- **Work to be completed**: Copy the listing below in full, character for character, without changing anything.

(Dataset listing)

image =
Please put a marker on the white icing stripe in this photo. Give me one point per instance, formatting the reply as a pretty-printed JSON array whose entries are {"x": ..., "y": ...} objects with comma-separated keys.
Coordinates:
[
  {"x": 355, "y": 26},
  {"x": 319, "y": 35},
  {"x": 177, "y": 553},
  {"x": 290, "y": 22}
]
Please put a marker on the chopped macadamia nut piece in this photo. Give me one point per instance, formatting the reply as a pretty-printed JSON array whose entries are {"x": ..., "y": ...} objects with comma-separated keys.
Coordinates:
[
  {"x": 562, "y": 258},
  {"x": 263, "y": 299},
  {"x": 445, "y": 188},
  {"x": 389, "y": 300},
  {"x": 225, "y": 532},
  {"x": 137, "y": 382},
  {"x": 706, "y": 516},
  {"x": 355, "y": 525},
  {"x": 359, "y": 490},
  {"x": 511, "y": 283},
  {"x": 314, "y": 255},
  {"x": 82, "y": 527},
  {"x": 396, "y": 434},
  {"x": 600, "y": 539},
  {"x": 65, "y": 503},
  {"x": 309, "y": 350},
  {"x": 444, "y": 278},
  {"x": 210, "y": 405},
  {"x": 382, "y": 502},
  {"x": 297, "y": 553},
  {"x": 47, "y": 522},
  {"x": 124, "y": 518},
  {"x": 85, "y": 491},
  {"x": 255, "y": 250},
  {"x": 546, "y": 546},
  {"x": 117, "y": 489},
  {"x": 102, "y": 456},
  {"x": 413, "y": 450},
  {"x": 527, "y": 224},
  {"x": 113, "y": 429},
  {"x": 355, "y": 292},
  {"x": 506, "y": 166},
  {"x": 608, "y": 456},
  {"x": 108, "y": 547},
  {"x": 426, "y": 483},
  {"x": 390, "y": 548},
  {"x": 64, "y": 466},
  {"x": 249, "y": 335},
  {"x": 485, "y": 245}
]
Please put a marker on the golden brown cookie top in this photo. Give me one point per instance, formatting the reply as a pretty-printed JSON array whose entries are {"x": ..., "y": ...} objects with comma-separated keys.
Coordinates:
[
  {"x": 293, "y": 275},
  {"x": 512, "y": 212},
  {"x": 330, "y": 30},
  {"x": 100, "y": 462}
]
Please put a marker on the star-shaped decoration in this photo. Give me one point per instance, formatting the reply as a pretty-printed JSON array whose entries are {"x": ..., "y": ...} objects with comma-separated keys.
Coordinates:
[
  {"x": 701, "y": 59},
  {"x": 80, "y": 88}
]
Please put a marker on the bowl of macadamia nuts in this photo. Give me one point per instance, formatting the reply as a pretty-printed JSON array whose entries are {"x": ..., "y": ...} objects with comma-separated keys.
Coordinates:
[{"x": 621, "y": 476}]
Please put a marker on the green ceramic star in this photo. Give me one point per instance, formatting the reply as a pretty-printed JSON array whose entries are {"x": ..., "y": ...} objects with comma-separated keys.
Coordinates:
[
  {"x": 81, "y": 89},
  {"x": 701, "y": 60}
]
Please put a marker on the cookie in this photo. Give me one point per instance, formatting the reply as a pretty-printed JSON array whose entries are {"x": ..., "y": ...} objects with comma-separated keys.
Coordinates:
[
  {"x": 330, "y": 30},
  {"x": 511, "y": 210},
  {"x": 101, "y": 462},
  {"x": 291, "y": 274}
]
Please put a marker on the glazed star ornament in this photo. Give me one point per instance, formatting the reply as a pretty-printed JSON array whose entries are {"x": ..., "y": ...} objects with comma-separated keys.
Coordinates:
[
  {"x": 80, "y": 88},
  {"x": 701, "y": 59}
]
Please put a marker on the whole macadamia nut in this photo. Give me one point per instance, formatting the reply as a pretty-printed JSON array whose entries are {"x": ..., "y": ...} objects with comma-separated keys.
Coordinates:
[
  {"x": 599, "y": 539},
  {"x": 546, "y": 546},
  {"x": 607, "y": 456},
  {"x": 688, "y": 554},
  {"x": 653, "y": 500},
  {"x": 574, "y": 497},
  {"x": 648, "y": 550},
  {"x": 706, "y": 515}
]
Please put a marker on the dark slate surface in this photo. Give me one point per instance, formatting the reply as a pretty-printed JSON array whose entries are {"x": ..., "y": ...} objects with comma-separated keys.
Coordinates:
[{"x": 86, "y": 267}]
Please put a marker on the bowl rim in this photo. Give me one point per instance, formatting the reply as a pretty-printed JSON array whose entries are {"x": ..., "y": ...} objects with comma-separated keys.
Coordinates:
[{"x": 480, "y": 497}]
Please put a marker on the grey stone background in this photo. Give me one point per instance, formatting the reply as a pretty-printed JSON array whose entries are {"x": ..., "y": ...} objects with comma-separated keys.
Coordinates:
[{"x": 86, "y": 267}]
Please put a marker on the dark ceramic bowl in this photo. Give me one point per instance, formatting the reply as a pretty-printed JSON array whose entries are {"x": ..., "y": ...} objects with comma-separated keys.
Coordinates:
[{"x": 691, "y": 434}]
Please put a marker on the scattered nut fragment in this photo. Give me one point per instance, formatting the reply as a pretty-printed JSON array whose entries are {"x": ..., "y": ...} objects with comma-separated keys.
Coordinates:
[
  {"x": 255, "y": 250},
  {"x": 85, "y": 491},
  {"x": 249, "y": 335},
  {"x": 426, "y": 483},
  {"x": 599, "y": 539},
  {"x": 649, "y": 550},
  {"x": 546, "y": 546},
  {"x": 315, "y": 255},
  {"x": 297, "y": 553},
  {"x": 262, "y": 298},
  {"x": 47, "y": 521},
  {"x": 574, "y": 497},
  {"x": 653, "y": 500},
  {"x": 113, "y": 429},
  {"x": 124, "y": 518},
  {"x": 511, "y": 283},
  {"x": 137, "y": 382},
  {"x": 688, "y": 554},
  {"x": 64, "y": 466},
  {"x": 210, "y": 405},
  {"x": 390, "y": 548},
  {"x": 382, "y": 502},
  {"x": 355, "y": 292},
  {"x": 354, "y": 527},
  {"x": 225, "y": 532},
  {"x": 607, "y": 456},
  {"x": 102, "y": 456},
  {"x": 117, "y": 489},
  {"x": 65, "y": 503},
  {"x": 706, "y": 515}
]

- **Exercise response**:
image =
Please put a marker on the white icing stripe in this photo. Give me one point per instance, formatting the reply as a pretty-printed JSON array whose entries are {"x": ..., "y": ...} objects with comma-separated keys.
Coordinates:
[
  {"x": 355, "y": 26},
  {"x": 319, "y": 35},
  {"x": 177, "y": 553},
  {"x": 290, "y": 22}
]
Please put a marker on the chopped macadamia nut piece in this photo. Give me one point per instance, formatting the reply as a pretty-printed JSON array whose entries are {"x": ..., "y": ...} objects with comma-separated keys.
Coordinates:
[
  {"x": 562, "y": 258},
  {"x": 263, "y": 299},
  {"x": 445, "y": 188},
  {"x": 389, "y": 300},
  {"x": 225, "y": 532},
  {"x": 137, "y": 382},
  {"x": 706, "y": 516},
  {"x": 355, "y": 525},
  {"x": 359, "y": 490},
  {"x": 511, "y": 283},
  {"x": 314, "y": 255},
  {"x": 82, "y": 527},
  {"x": 396, "y": 434},
  {"x": 600, "y": 539},
  {"x": 65, "y": 503},
  {"x": 309, "y": 350},
  {"x": 444, "y": 278},
  {"x": 210, "y": 405},
  {"x": 382, "y": 502},
  {"x": 297, "y": 553},
  {"x": 47, "y": 522},
  {"x": 124, "y": 518},
  {"x": 85, "y": 491},
  {"x": 255, "y": 250},
  {"x": 546, "y": 546},
  {"x": 117, "y": 489},
  {"x": 102, "y": 456},
  {"x": 413, "y": 450},
  {"x": 527, "y": 224},
  {"x": 113, "y": 429},
  {"x": 355, "y": 292},
  {"x": 506, "y": 166},
  {"x": 608, "y": 456},
  {"x": 108, "y": 547},
  {"x": 426, "y": 483},
  {"x": 390, "y": 548},
  {"x": 64, "y": 466},
  {"x": 249, "y": 335},
  {"x": 485, "y": 245}
]
Please put a marker on the golden brown cookie top in this photo. Give me one point per instance, formatting the reply as a pretty-printed JSON array whose entries are {"x": ..., "y": ...} objects with comma-separated keys.
Coordinates:
[
  {"x": 293, "y": 275},
  {"x": 512, "y": 212},
  {"x": 330, "y": 30},
  {"x": 100, "y": 462}
]
Please put a marker on the star-shaped decoration in this photo. Give me one point per instance, formatting the reply as a pretty-printed JSON array whose entries are {"x": ..., "y": ...} objects with comma-separated keys.
Coordinates:
[
  {"x": 701, "y": 59},
  {"x": 80, "y": 88}
]
Please put a marker on the bowl of macadamia nuts in this photo. Give me one point per instance, formatting the reply as a pretty-printed JSON array whose entries are {"x": ..., "y": ...} objects with comma-separated keys.
Coordinates:
[{"x": 621, "y": 476}]
Please put a marker on the green ceramic star in this photo. Give me one point per instance, formatting the reply as a pretty-printed JSON array whose entries are {"x": ..., "y": ...} objects with comma-separated keys.
Coordinates:
[
  {"x": 81, "y": 89},
  {"x": 701, "y": 60}
]
Please put a marker on the cookie in this photo. Give me one point per instance, formatting the reply as a pretty-printed JSON array whose entries are {"x": ..., "y": ...} objects with comma-separated keys.
Coordinates:
[
  {"x": 330, "y": 30},
  {"x": 511, "y": 210},
  {"x": 101, "y": 462},
  {"x": 291, "y": 274}
]
Please put a marker on the glazed star ornament in this photo. Give me one point per instance, formatting the reply as a pretty-printed JSON array whose entries are {"x": ..., "y": ...} objects with comma-separated keys.
Coordinates:
[
  {"x": 80, "y": 88},
  {"x": 701, "y": 59}
]
Please put a marker on the whole macadamia nut in this photo. Give me one point per instance, formatting the reply as a pretty-printed JSON array whose entries are {"x": ..., "y": ...} objects with comma-separated keys.
Coordinates:
[
  {"x": 599, "y": 539},
  {"x": 546, "y": 546},
  {"x": 607, "y": 456},
  {"x": 688, "y": 554},
  {"x": 653, "y": 500},
  {"x": 574, "y": 497},
  {"x": 648, "y": 550},
  {"x": 706, "y": 515}
]
Please put a marker on the dark slate surface in this photo. Give me one point per instance, formatting the reply as a pretty-printed JSON array whose entries are {"x": ..., "y": ...} objects with comma-separated keys.
Coordinates:
[{"x": 86, "y": 267}]
Please put a marker on the bowl rim in this photo. Give me one point per instance, formatting the reply as a pretty-printed JSON array whose entries are {"x": ..., "y": ...} objects with comma-separated keys.
Coordinates:
[{"x": 480, "y": 497}]
Please put a marker on the grey stone background in this photo. Give me one point per instance, formatting the reply as a pretty-printed JSON array whose entries are {"x": ..., "y": ...} objects with comma-separated keys.
Coordinates:
[{"x": 86, "y": 267}]
Please put a marker on the dark ceramic bowl in this photo. Give me one point per instance, formatting the reply as a pretty-printed JSON array whose entries are {"x": ..., "y": ...} objects with comma-separated keys.
Coordinates:
[{"x": 691, "y": 434}]
Please put a marker on the scattered nut fragment in this photo. Give me one point per instance, formatting the reply as a pretty-printed JSON array whose entries are {"x": ..., "y": ...} objects with comma-separated keys.
Coordinates:
[
  {"x": 255, "y": 250},
  {"x": 85, "y": 491},
  {"x": 249, "y": 335},
  {"x": 426, "y": 483},
  {"x": 599, "y": 539},
  {"x": 649, "y": 550},
  {"x": 546, "y": 546},
  {"x": 315, "y": 255},
  {"x": 297, "y": 553},
  {"x": 262, "y": 298},
  {"x": 47, "y": 521},
  {"x": 574, "y": 497},
  {"x": 653, "y": 500},
  {"x": 113, "y": 429},
  {"x": 124, "y": 518},
  {"x": 511, "y": 283},
  {"x": 137, "y": 382},
  {"x": 688, "y": 554},
  {"x": 64, "y": 466},
  {"x": 210, "y": 405},
  {"x": 390, "y": 548},
  {"x": 382, "y": 502},
  {"x": 355, "y": 292},
  {"x": 354, "y": 527},
  {"x": 225, "y": 532},
  {"x": 607, "y": 456},
  {"x": 102, "y": 456},
  {"x": 117, "y": 489},
  {"x": 65, "y": 503},
  {"x": 706, "y": 515}
]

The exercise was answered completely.